*What to do*
Copy out every one of the lines below word for word, leaving out the pictures.

(Segmentation data)
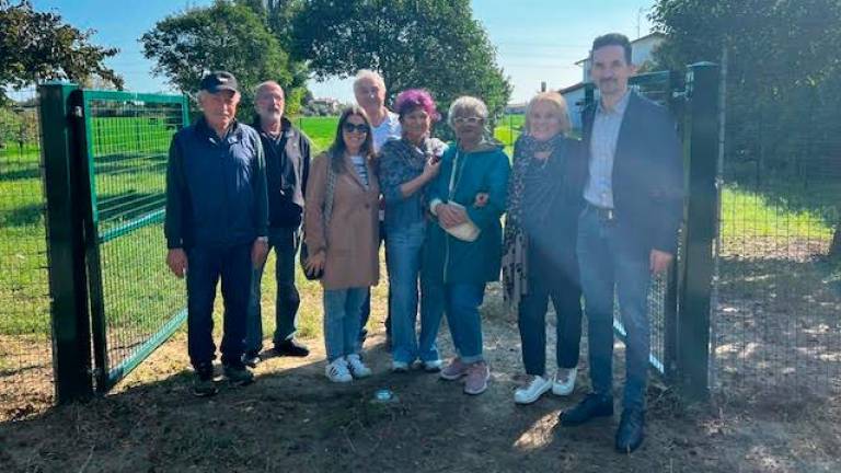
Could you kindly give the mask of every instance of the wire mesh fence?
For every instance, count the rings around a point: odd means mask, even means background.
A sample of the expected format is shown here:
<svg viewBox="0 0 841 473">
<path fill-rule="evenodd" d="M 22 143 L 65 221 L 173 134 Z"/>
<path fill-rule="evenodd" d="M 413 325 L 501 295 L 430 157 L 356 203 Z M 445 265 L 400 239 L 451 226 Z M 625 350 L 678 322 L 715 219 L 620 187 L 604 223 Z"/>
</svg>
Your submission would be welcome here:
<svg viewBox="0 0 841 473">
<path fill-rule="evenodd" d="M 55 399 L 36 97 L 0 105 L 0 422 Z"/>
<path fill-rule="evenodd" d="M 181 97 L 85 91 L 96 247 L 89 252 L 97 389 L 107 390 L 183 322 L 183 282 L 162 269 L 166 159 Z"/>
<path fill-rule="evenodd" d="M 711 367 L 725 395 L 841 392 L 841 126 L 800 89 L 759 100 L 728 82 Z"/>
</svg>

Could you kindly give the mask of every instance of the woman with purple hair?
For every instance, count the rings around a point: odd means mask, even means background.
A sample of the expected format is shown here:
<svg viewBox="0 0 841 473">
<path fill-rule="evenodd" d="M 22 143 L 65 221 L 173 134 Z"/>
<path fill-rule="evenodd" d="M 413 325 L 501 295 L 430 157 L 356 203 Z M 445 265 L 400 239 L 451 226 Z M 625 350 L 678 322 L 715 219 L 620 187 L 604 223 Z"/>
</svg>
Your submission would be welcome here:
<svg viewBox="0 0 841 473">
<path fill-rule="evenodd" d="M 446 145 L 429 137 L 440 115 L 429 92 L 410 89 L 398 95 L 402 137 L 387 141 L 380 151 L 380 183 L 385 199 L 385 242 L 391 291 L 392 371 L 405 372 L 419 359 L 427 371 L 441 369 L 435 344 L 440 316 L 420 318 L 418 307 L 420 252 L 426 235 L 426 187 L 438 175 Z M 427 320 L 429 319 L 429 320 Z"/>
</svg>

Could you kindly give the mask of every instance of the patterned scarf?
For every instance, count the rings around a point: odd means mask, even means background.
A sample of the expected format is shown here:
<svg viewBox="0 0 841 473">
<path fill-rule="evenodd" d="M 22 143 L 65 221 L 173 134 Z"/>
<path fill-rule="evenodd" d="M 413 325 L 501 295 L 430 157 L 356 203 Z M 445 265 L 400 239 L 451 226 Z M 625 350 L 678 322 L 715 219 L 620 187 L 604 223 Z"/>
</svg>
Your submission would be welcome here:
<svg viewBox="0 0 841 473">
<path fill-rule="evenodd" d="M 519 308 L 520 299 L 529 291 L 529 242 L 522 230 L 525 178 L 535 161 L 535 153 L 554 154 L 564 148 L 564 140 L 563 135 L 546 141 L 538 141 L 528 135 L 522 135 L 514 147 L 514 169 L 508 181 L 508 209 L 503 243 L 503 298 L 512 311 Z M 548 160 L 551 159 L 557 159 L 557 157 L 550 155 Z M 557 189 L 561 189 L 561 185 Z"/>
</svg>

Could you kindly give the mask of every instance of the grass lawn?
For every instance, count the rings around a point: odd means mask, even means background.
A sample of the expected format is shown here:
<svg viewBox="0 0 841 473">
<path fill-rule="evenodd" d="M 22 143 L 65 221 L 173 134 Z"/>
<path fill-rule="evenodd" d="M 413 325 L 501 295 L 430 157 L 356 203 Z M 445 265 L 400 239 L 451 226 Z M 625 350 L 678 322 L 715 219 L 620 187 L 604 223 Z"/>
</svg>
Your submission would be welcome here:
<svg viewBox="0 0 841 473">
<path fill-rule="evenodd" d="M 494 130 L 509 155 L 522 118 L 521 115 L 504 117 Z M 337 117 L 300 117 L 293 123 L 320 151 L 332 141 L 336 120 Z M 94 119 L 92 146 L 96 157 L 100 235 L 125 231 L 123 236 L 102 243 L 100 250 L 112 367 L 185 304 L 184 282 L 172 277 L 164 265 L 162 216 L 159 214 L 148 224 L 126 229 L 126 223 L 162 209 L 166 150 L 172 132 L 165 120 Z M 50 319 L 42 196 L 37 148 L 26 147 L 24 152 L 16 147 L 0 150 L 0 337 L 37 336 L 42 342 L 48 341 Z M 837 221 L 826 210 L 806 210 L 814 208 L 809 203 L 783 201 L 747 188 L 725 187 L 722 198 L 725 245 L 737 239 L 744 244 L 746 236 L 785 242 L 792 235 L 803 235 L 828 242 L 833 231 L 828 222 Z M 263 286 L 266 337 L 270 337 L 274 330 L 274 258 L 272 254 Z M 302 300 L 300 335 L 316 339 L 322 334 L 321 288 L 298 272 Z M 375 311 L 384 311 L 387 286 L 383 270 L 381 284 L 372 290 Z M 221 313 L 221 297 L 217 298 L 216 313 Z M 217 318 L 217 331 L 220 326 Z M 48 350 L 48 345 L 44 350 Z M 0 371 L 14 370 L 21 365 L 14 358 L 19 355 L 0 350 Z M 49 359 L 48 353 L 41 354 L 41 362 L 49 364 Z"/>
</svg>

*Task result*
Could you kindly give the mask of every instance of the wire mesh fence?
For every instance, count the rings around a point: odd means mask, even means background.
A sample of the expected format is shown here:
<svg viewBox="0 0 841 473">
<path fill-rule="evenodd" d="M 22 143 L 65 221 L 173 134 Z"/>
<path fill-rule="evenodd" d="M 413 325 L 501 295 L 430 157 L 356 203 Z M 445 265 L 400 239 L 451 226 Z M 625 350 L 678 322 L 715 219 L 620 187 L 604 223 Z"/>
</svg>
Your submission would be welcome here:
<svg viewBox="0 0 841 473">
<path fill-rule="evenodd" d="M 55 399 L 36 97 L 0 105 L 0 422 Z"/>
<path fill-rule="evenodd" d="M 181 97 L 85 91 L 96 247 L 89 252 L 97 389 L 107 390 L 183 322 L 183 282 L 162 269 L 166 159 Z"/>
<path fill-rule="evenodd" d="M 711 367 L 725 395 L 841 392 L 841 126 L 800 89 L 759 100 L 728 82 Z"/>
</svg>

Could you kindly give the mask of every instance of the woman with purple hair?
For every instance, count the rings around a point: odd means mask, even means background.
A sample of the expected format is shown here:
<svg viewBox="0 0 841 473">
<path fill-rule="evenodd" d="M 22 143 L 65 221 L 173 134 Z"/>
<path fill-rule="evenodd" d="M 413 325 L 501 295 L 430 157 L 356 203 Z M 445 265 L 400 239 L 451 226 Z M 625 350 L 678 322 L 715 219 L 620 187 L 604 223 Z"/>
</svg>
Your submission would be welcome here:
<svg viewBox="0 0 841 473">
<path fill-rule="evenodd" d="M 446 145 L 429 137 L 440 115 L 429 92 L 410 89 L 398 95 L 402 137 L 387 141 L 380 151 L 380 183 L 385 199 L 385 242 L 391 291 L 392 371 L 405 372 L 419 359 L 427 371 L 441 369 L 435 344 L 440 316 L 420 318 L 418 307 L 420 252 L 426 235 L 426 187 L 438 175 Z M 427 320 L 429 319 L 429 320 Z"/>
</svg>

Could you kindly give the mask of every instance of the patterned scarf?
For every instance, count the rings around a point: odd means mask, even means background.
A sample of the expected format is shown here:
<svg viewBox="0 0 841 473">
<path fill-rule="evenodd" d="M 22 143 L 65 221 L 173 134 Z"/>
<path fill-rule="evenodd" d="M 413 325 L 501 295 L 430 157 L 356 203 Z M 445 265 L 400 239 L 451 226 Z M 625 350 L 678 322 L 715 219 L 620 187 L 604 223 Z"/>
</svg>
Your submission would be welcome here:
<svg viewBox="0 0 841 473">
<path fill-rule="evenodd" d="M 519 308 L 520 299 L 529 291 L 529 242 L 522 230 L 525 178 L 535 161 L 535 153 L 554 154 L 564 148 L 564 140 L 563 135 L 546 141 L 538 141 L 528 135 L 522 135 L 514 147 L 514 169 L 508 181 L 508 209 L 503 243 L 503 298 L 512 311 Z M 548 160 L 551 159 L 557 159 L 557 157 L 550 155 Z M 557 189 L 561 189 L 561 185 Z"/>
</svg>

Could you kindly give the mask of every instance of the grass lawn?
For every instance, count the rings around a point: odd means mask, even means background.
A sample of the expected format is shown here:
<svg viewBox="0 0 841 473">
<path fill-rule="evenodd" d="M 22 143 L 65 221 L 173 134 Z"/>
<path fill-rule="evenodd" d="M 413 325 L 501 295 L 430 157 L 356 203 Z M 445 265 L 400 239 L 451 226 Z M 625 350 L 678 322 L 715 219 L 620 187 L 604 223 Z"/>
</svg>
Your submission would be welcome here:
<svg viewBox="0 0 841 473">
<path fill-rule="evenodd" d="M 494 130 L 509 155 L 522 118 L 521 115 L 504 117 Z M 337 117 L 300 117 L 293 123 L 320 151 L 332 141 L 336 120 Z M 94 119 L 92 146 L 96 157 L 100 235 L 125 231 L 123 236 L 102 243 L 100 250 L 112 367 L 185 304 L 184 282 L 172 277 L 164 265 L 162 216 L 159 214 L 148 224 L 126 229 L 126 223 L 162 209 L 166 150 L 172 132 L 165 120 Z M 50 319 L 42 196 L 37 148 L 26 147 L 24 152 L 16 147 L 0 150 L 0 337 L 37 336 L 42 342 L 48 341 Z M 837 221 L 826 210 L 806 210 L 814 208 L 809 203 L 783 201 L 747 188 L 725 187 L 722 198 L 725 245 L 737 239 L 744 244 L 746 236 L 785 242 L 792 235 L 803 235 L 828 242 L 833 231 L 828 222 Z M 263 286 L 266 337 L 270 337 L 274 330 L 274 258 L 272 254 Z M 302 300 L 300 335 L 316 339 L 322 334 L 321 288 L 298 272 Z M 375 311 L 384 311 L 387 286 L 383 270 L 381 284 L 372 290 Z M 221 313 L 221 297 L 217 298 L 216 313 Z M 217 318 L 217 331 L 220 326 Z M 48 350 L 48 345 L 44 350 Z M 0 371 L 14 370 L 21 365 L 14 358 L 19 355 L 0 350 Z M 49 359 L 48 353 L 41 354 L 41 362 L 49 364 Z"/>
</svg>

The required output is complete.